Stated goal: Replace "place a point on" with "mark" everywhere it occurs in the items below, and reproduce everything else unchanged.

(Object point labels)
....

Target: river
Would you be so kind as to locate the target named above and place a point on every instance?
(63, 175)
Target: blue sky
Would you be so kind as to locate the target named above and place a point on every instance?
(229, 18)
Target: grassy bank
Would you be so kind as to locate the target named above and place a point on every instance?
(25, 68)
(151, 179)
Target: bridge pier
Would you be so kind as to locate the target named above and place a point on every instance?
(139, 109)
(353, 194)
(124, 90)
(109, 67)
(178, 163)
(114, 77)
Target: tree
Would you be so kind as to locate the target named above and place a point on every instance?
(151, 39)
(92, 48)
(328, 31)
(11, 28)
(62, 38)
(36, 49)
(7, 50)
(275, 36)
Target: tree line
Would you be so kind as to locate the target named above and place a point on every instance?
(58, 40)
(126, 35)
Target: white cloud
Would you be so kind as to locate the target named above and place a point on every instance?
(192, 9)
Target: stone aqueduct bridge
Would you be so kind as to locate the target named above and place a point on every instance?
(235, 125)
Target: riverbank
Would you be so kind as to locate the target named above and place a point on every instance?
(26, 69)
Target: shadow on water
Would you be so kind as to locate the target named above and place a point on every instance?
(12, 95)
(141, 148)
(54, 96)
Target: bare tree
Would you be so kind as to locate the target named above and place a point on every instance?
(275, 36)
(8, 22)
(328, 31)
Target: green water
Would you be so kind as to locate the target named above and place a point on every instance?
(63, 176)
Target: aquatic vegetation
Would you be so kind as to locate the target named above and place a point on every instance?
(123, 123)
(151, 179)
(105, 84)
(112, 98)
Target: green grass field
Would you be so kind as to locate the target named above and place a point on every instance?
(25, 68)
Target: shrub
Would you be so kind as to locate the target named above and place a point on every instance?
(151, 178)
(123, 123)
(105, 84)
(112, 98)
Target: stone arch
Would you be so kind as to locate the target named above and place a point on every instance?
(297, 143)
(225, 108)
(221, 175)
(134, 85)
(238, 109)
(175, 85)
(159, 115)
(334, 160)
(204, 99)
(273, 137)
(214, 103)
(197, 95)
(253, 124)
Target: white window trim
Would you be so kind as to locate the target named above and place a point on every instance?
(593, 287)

....

Exercise result:
Target: river
Would you be so kind as to locate the target named above and mark every instance?
(63, 175)
Target: blue sky
Would you be so kind as to locate the target named above and mark every instance?
(229, 18)
Target: grassy bank
Would you be so kind as to locate the target named above and mark every instance?
(25, 68)
(151, 179)
Target: bridge pier
Would you be so kind as to locate the target named above and mark every instance?
(139, 109)
(353, 194)
(124, 90)
(109, 67)
(178, 163)
(114, 77)
Target: tree
Would you be so kind as to locate the target named above and mark every instance?
(151, 39)
(92, 48)
(328, 31)
(11, 28)
(62, 38)
(36, 49)
(7, 50)
(275, 36)
Target: tree line
Would you be so kind as to locate the target named above and mark every instance?
(58, 40)
(126, 35)
Target: white cloud
Would you be so kind as to locate the target named above and mark every instance?
(192, 9)
Target: stone aqueduct bridge
Would you be so kind as to locate the target named above and mark every instance?
(235, 125)
Target: riverbank
Would you be so kind as to locate the target named above and mark every instance?
(26, 69)
Target: shadow on water
Would you be so kind as to locate the target named above and mark every instance?
(12, 95)
(141, 148)
(54, 96)
Target: bare tree
Would you be so kind as to locate the target named above and mark every instance?
(275, 36)
(8, 22)
(328, 31)
Target: green water
Would you be so kind as to locate the target named above and mark every instance?
(63, 176)
Target: aquatic vegetation
Would you be so kind as to locate the target named above and mark every instance?
(123, 123)
(151, 179)
(105, 84)
(112, 98)
Target: green grass field
Would you be so kind as to locate the target named above and mark every instance?
(25, 68)
Target: shrub
Would you be so kind as to locate the target named above and mark every instance?
(151, 178)
(123, 123)
(105, 84)
(112, 98)
Target: stone arch
Would you be so kind as to locate the target named above and mark every instance?
(297, 143)
(225, 108)
(221, 175)
(134, 85)
(238, 109)
(175, 85)
(159, 115)
(334, 160)
(204, 99)
(273, 137)
(214, 103)
(197, 95)
(253, 124)
Target: white window trim
Would you be so kind as to locate the target named above and mark every instance?
(593, 287)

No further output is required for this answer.